Besides those songs, Ween expand their psychedelic influences with “Exactly Where I’m At,” “Flutes of Chi,” “Back To Basom,” the hard-rockin’ “The Grobe” and the oddly Residents-like “Ice Castles.” And of course, there’s “Falling Out,” another irony-free screed against a former lover in the same vein as “Baby Bitch.” White Pepper is the least crazy, least “brown” album in Ween’s rich oeuvre – so what really shines through is Ween’s songwriting chops, which have always been top-notch. It’s pop music! GREAT pop music. Isn’t all the best pop music a little fucked up under the surface, anyway? A tradition Ween understands all too well.
Quebec was Ween’s purported return to their “brown” roots, claiming similarities to early-90s favorites GodWeenSatan and The Pod. But that’s only half true – a third true, really. Quebec is so much more than that. Abandoning most of White Pepper‘s pop sheen, Quebec‘s songs are more thoughtful – dare I say, meditative – than any other Ween record to date. Songs like the acoustic “Among His Tribe,” the muted psych-pop “Tried And True,” the dirgey “Captain” and the folk echoes of “The Argus” are surprisingly pretty, almost lulling. They remind me of The Mollusk‘s “Cold Blows The Wind” or even C&C‘s “Buenos Tardes Amigo,” only totally straight-faced. Of course, Quebec‘s atmospherics could easily be overshadowed by some of the more demented songs here, the aforementioned “brown” throwbacks that prove Ween, despite their newfound hi-fi production and polished songwriting skills, can be just as twisted as they used to be if they so choose. These songs are the demented synth-chant of “So Many People In The Neighborhood,” the hilariously unsettling ode to “Zoloft” (wait for the “I can’t explain what I’m feeling inside” line – one of my favorite Ween lines, just from its delivery alone), the absolutely delirious “Happy Colored Marbles” and the repetitively electronic “Fucked Jam.” “Brown” songs they certainly are – like any classic Ween track, they will make you feel dirty just by listening to them.

Dataset extract —
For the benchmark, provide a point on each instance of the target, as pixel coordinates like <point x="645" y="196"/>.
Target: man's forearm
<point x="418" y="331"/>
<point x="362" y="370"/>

Problems and tasks —
1. In the Ween album review, which two early-90s records was Quebec said to resemble?
2. Pick up the Ween album review after its final sentence and keep writing it.
The listing comes from a separate source.

Responses for each task —
1. GodWeenSatan and The Pod.

2.
But those are only four songs – three, if you don’t count the instrumental “Fucked Jam.” Discounting those songs, and the aforementioned meditative psych-folk tracks, this might as well just be White Pepper Part 2. The record kicks off with the misleading “It’s Gonna Be A Long Night,” easily eclipsing “Stroker Ace” as Ween’s best Motorhead parody (sample lyrics: “Don’t call your doctor, call the police / You bring the razor blade, I’ll bring the speed”). Then there’s the gorgeous psychedelic pop of “Transdermal Celebration,” one of Ween’s best songs EVER; “Hey There Fancy-Pants,” easily the jokiest song on the record which wouldn’t be out of place on C&C; “Chocolate Town,” a sweet country-rock tune that may or may not be about pooing; and “I Don’t Want It,” which I swear is a dead ringer for the second side of Big Star’s #1 Record – “Give Me Another Chance” or “Try Again” come to mind. God, I have no idea if that’s what Ween was going for with that one. I could be completely wrong, I could.
Few Ween albums are structured like Quebec. While the first half jumps between varied Ween musical parodies and psych-pop-folk musings, the second half dips deep into the murk, turning Quebec into maybe the darkest Ween album ever. The record ends with “If You Could Save Yourself (You’d Save Us All),” another fine example of Ween reinterpreting the pomp of Wall-era Pink Floyd and making it something entirely their own. I am hard-pressed to call the song uplifting, although it is almost anthem-like in its sweep, something that can’t be said for many Ween songs. In the end, Quebec – like White Pepper – features Ween delivering more great, refreshingly unironic psychedelic rock, although taking it into much darker (some would say, more interesting) territory. Even the “jokey” songs here (except “Fancy Pants,” of course) have a layer of delirious conviction to them, starting off as novelties but breaking down into outright surrealistic fits by the end of their running time.
So White Pepper is almost-perfect pop; Quebec is thoughtful and ethereal. Both represent modern Ween at their absolute best – jokey and fun, but also surrealistically brilliant and unsettling. This trend continues – to a lesser extent – in 2007’s La Cucaracha, a record that I guess deserves another listen from me considering that I haven’t heard it since it came out. But White Pepper and Quebec, especially in the wake of The Mollusk, continue Ween’s winning streak and creativity well into the 20th century. I’ll admit that I listen to Pepper more than Quebec – or any other Ween album, for that matter – but Quebec sounds better and better to me with each listen. Which might be why I have more to say about it.
That’s all. Listen to Ween. Feel the sheen of the best Ween.
(From now on I am ending every review with a fun rhyming couplet, I hope you enjoy my hilarious wordplay)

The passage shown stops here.